Vers un revenu garanti

Actualité du revenu garanti
par  J.-P. MON
Mise en ligne : 7 janvier 2006

Alors que l’allocation universelle n’a généralement pas bonne presse en France, ni à gauche, ni à droite, son instauration est très débattue dans de nombreux pays. Et elle gagne du terrain :

Le calendrier de réunions, discussions, publications et études en diverses langues dont rend compte régulièrement l’association BIEN [1] (que nous avons contribué à créer en 1986 et dont nous avons souvent parlé dans ces colonnes) témoigne de l’intérêt grandissant manifesté hors de France pour ces propositions.

 Un réseau très actif

Au cours de l’année 2005, par exemple, le 4ème congrès du réseau américain BIEN a débattu à New-York, du 4 au 6 Mars, du droit à la sécurité économique ; le 25 avril, le réseau argentin a été présenté publiquement à Buenos Aires ; du 7 au 9 octobre, s’est tenu à Vienne le congrès national du réseau autrichien ; les 20 et 21 octobre, le 5ème symposium sur le revenu de base a eu lieu à Valence, en Espagne ; puis à Barcelone, pendant deux semaines, du 2 au 17 novembre, se sont déroulés des séminaires sur la “Charte des nouveaux droits humains” ; le réseau argentin BIEN a tenu son congrès national, de nouveau à Buenos Aires, le 5 novembre ; trois semaines avant celui, à Berlin, du réseau allemand ; enfin le 12 décembre, une conférence-débat sur le revenu de base de citoyenneté était organisée à Barcelone.
········
**Consigne:** Pourriez-vous rédiger la suite de l'article sur le revenu garanti, en reprenant juste après sa dernière phrase ?

Items répertoriés dans un jeu de données:
········
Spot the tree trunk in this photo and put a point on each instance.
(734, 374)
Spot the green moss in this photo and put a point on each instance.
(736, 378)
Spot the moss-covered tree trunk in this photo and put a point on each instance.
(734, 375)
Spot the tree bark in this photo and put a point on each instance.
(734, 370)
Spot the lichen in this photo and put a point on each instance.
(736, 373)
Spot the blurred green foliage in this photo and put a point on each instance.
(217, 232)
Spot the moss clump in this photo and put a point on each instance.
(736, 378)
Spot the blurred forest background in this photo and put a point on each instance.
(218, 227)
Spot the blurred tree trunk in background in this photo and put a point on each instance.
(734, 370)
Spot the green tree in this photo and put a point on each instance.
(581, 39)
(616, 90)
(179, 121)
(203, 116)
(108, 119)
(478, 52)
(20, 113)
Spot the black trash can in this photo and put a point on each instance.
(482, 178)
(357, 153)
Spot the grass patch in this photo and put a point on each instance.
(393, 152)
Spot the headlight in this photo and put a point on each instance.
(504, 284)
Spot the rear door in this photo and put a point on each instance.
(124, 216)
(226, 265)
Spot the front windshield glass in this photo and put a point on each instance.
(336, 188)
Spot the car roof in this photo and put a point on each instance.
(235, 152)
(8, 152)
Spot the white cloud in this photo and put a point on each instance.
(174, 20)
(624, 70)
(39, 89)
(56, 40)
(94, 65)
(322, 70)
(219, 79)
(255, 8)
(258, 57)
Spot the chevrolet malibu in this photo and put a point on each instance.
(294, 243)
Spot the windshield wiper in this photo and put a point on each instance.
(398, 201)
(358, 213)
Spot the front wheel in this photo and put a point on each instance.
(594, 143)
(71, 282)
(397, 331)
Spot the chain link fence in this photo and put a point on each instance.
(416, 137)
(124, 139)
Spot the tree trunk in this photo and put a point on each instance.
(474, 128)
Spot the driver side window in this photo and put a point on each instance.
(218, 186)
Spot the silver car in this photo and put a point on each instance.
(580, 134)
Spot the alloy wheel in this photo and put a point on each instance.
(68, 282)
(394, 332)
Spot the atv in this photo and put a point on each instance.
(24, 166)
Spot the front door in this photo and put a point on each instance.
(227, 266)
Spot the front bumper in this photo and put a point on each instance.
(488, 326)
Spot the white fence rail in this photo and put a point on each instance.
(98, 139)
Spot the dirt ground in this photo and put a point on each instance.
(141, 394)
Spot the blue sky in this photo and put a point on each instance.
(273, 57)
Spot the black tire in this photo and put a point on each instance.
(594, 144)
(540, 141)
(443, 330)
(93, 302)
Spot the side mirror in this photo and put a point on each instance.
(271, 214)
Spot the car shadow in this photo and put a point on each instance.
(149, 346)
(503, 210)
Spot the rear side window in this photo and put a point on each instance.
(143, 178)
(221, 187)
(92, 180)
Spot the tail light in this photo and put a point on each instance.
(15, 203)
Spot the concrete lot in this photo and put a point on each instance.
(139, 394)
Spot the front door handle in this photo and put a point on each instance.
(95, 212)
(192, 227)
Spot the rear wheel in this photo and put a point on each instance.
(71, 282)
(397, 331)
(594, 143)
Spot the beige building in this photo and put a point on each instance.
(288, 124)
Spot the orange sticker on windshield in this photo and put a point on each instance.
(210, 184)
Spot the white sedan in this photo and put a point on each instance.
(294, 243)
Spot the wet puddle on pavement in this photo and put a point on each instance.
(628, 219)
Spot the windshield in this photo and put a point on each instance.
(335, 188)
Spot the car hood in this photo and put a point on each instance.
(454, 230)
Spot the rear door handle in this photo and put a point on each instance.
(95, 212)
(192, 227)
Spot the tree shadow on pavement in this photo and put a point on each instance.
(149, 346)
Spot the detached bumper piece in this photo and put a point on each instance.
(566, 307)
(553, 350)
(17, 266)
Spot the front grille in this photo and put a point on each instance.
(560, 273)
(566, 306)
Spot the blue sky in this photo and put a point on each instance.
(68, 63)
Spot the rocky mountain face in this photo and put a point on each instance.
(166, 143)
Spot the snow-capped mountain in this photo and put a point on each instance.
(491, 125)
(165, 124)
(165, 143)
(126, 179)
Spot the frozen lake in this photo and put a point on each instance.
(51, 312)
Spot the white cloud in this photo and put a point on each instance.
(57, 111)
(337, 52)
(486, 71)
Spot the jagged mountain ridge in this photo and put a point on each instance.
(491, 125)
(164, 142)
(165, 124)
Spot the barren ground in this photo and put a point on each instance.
········
**Résultat:**
Le congrès de Vienne mérite d’être souligné, d’abord parce qu’il présente la spécificité d’avoir été organisé à la fois par le réseau BIEN autrichien, par le réseau BIEN allemand, par les Verts, par Attac-Autriche et par Attac-Allemagne, collaboration qui surprendrait bien des membres d’Attac-France ...s’ils le savaient !

Venant surtout d’Autriche, d’Allemagne et de Suisse, plus de 300 personnes ont été ainsi rassemblées pendant deux jours pleins, y compris en soirées dans de célèbres cafés de Vienne transformés en cafés philosophiques.

La coordinatrice du congrès, Margit Appel, souligna dans son introduction les vertus libératrices du revenu garanti, spécialement pour les femmes : elle montra que le progrès technologique permet de supprimer graduellement du travail humain, et que puisque la notion de “plein emploi” n’est désormais plus viable, il faut instaurer un revenu de base inconditionnel le plus élevé possible. Puis Harold Rhein, du syndicat des chômeurs allemands, expliqua comment l’idée de revenu de base était apparue dans le débat public allemand comme une alternative au plein emploi.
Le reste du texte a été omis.